### What you will do
1. Quote the stream processing chapter word for word, from "Batch processing has" up to and including "data in near-real-time.".
2. Turn the paragraph of the stream processing chapter that begins "Log-based message brokers (Kafka):" into a short bulleted list that keeps its main facts.
3. Answer these questions from the stream processing chapter:
(a) Which three technologies are listed as direct messaging?
(b) According to the comparison table, does a message broker have secondary indexes?
(c) Why is a Kafka topic split into partitions?

### Source excerpt
Chapter 11: Stream Processing

The Big Idea

Batch processing has one problem: latency. A job that runs once a day means insights that are 24 hours stale. Stream processing is like a continuous batch job — instead of processing a bounded dataset at scheduled intervals, you process an unbounded, continuously arriving stream of data in near-real-time.

Stream = data that is produced over time, continuously

This chapter covers how to transmit, process, and derive insights from streams.

📨 Transmitting Event Streams

Events and Streams

An event is a small, self-contained, immutable record of something that happened at a specific time. Examples:

User clicked a button
Sensor reported a temperature
A service processed a payment

A stream is a sequence of related events. The producer encodes the event; consumers decode and process it.

Direct Messaging vs Message Brokers

Direct messaging (UDP multicast, HTTP webhooks, ZeroMQ):

Low latency
❌ If consumer is down, messages are lost
❌ Producer must know about all consumers

Message brokers (Kafka, RabbitMQ, Kinesis):

Producers send to the broker; consumers receive from the broker
✅ Durability: messages stored until consumed (or expired)
✅ Decoupling: producers don't know about consumers
✅ Backpressure: if consumer is slow, messages queue up

Message Brokers vs Databases

Aspect	Message Broker	Database
Retention	Messages deleted after consumption	Data stored indefinitely
Querying	Subscribe to new messages	Ad-hoc queries over all data
Secondary indexes	No	Yes
Ordering	Within partition	Depends on schema

Log-based message brokers (Kafka): A hybrid — messages are stored on disk durably, consumers track their position (offset). Messages are not deleted after consumption — multiple consumers can read independently. Old messages expire based on retention policy.

🚀 Apache Kafka Deep Dive

Kafka is the dominant log-based message broker. Key design:

Producer → Topic → [Partition 0: msg0, msg1, msg2, ...]
                 → [Partition 1: msg0, msg1, msg2, ...]
                 → [Partition 2: msg0, msg1, msg2, ...]
                        ↓
Consumer Group: [Consumer A reads P0, Consumer B reads P1, Consumer C reads P2]

A topic is split into partitions for parallelism
Each partition is an append-only, ordered log
Each consumer tracks its offset (which message it processed last)

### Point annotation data
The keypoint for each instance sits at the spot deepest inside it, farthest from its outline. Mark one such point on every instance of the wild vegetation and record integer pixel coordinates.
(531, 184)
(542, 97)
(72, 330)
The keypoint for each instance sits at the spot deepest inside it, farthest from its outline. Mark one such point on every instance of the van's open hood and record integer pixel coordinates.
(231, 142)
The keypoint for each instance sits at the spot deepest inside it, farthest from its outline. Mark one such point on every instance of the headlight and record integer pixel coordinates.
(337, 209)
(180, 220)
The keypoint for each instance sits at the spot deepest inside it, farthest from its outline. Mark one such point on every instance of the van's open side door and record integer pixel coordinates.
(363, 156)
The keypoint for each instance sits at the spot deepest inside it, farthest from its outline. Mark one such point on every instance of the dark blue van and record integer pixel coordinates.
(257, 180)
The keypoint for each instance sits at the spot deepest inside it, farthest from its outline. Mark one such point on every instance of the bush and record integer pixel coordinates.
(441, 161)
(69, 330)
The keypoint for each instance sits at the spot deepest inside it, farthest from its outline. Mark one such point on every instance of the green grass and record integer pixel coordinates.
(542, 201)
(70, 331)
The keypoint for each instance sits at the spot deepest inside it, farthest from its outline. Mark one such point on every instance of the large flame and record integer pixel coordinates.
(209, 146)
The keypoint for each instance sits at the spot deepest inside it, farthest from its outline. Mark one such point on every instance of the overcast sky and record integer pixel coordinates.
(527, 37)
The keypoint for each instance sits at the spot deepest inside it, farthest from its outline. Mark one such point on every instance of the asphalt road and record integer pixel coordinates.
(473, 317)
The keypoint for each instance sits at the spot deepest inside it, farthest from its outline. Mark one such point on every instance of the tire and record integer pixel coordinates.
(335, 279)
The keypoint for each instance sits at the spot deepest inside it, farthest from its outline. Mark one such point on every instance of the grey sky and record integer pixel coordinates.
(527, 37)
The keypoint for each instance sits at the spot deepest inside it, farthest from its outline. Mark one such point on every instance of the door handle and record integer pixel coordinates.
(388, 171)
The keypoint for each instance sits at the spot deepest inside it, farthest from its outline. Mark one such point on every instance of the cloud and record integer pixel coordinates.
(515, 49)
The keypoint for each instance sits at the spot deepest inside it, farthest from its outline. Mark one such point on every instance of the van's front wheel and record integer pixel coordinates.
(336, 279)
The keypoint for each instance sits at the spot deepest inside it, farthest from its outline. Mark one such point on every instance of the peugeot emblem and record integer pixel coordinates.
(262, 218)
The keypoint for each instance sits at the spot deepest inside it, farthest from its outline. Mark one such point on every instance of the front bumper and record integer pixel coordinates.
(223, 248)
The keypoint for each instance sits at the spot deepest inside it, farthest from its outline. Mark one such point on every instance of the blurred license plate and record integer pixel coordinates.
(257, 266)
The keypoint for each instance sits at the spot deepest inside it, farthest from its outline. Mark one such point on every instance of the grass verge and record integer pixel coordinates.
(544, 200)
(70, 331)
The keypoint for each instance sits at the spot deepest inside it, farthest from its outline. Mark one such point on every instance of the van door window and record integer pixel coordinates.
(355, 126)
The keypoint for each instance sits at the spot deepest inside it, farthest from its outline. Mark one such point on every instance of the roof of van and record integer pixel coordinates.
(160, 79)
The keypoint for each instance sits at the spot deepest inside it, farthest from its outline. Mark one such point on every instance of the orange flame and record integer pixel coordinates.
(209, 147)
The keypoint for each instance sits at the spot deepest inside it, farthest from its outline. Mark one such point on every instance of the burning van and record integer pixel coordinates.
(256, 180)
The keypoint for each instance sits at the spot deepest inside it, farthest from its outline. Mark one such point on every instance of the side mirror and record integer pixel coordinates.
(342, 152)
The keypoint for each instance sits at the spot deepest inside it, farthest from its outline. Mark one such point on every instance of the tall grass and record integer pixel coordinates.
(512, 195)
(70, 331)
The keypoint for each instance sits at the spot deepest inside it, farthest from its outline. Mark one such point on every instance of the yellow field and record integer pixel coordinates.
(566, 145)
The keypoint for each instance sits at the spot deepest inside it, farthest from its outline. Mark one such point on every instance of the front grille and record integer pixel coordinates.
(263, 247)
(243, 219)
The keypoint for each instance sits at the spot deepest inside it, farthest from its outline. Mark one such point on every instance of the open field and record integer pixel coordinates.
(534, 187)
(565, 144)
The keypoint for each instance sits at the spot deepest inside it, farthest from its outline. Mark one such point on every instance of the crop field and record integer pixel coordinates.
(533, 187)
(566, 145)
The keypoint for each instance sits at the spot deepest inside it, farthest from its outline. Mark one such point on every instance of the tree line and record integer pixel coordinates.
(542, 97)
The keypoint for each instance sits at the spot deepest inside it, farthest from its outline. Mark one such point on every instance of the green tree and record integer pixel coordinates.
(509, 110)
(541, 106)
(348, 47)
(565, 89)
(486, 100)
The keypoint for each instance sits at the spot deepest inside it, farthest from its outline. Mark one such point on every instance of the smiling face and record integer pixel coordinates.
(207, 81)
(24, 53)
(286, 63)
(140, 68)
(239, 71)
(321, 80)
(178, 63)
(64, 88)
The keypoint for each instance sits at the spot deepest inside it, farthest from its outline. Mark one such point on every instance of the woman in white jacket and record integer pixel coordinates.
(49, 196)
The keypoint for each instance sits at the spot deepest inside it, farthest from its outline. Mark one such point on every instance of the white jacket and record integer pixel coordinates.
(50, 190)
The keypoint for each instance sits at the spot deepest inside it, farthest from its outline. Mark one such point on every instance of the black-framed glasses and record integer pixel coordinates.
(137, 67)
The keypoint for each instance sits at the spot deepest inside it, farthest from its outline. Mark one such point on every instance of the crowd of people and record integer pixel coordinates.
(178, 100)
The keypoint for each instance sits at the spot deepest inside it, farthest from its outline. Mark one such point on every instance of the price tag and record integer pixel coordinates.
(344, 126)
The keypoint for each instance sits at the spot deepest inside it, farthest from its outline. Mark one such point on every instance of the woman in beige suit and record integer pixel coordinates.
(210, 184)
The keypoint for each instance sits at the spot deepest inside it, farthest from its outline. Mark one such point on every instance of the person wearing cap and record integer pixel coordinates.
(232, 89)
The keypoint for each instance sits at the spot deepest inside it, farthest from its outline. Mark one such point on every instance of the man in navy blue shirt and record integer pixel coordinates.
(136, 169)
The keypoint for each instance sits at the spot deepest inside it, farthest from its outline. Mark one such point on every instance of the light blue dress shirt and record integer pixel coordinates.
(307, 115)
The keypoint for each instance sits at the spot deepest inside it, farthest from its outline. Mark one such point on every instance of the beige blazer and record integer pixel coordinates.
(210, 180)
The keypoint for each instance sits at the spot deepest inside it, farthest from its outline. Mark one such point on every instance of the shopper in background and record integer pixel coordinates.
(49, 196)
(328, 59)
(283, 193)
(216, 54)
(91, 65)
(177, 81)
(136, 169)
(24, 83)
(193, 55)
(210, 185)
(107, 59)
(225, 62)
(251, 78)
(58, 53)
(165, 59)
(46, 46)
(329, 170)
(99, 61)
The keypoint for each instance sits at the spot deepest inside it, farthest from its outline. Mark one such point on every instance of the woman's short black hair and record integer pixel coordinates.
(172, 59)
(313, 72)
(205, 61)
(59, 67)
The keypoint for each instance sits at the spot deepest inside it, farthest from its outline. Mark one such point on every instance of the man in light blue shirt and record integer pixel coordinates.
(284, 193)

### Solutions below
1.
Batch processing has one problem: latency. A job that runs once a day means insights that are 24 hours stale. Stream processing is like a continuous batch job — instead of processing a bounded dataset at scheduled intervals, you process an unbounded, continuously arriving stream of data in near-real-time.

2.
- Log-based message brokers such as Kafka are a hybrid.
- Messages are stored durably on disk.
- Consumers track their position, called the offset.
- Messages are not deleted after consumption, so multiple consumers can read independently.
- Old messages expire according to a retention policy.

3.
(a) UDP multicast, HTTP webhooks, and ZeroMQ.
(b) No.
(c) For parallelism.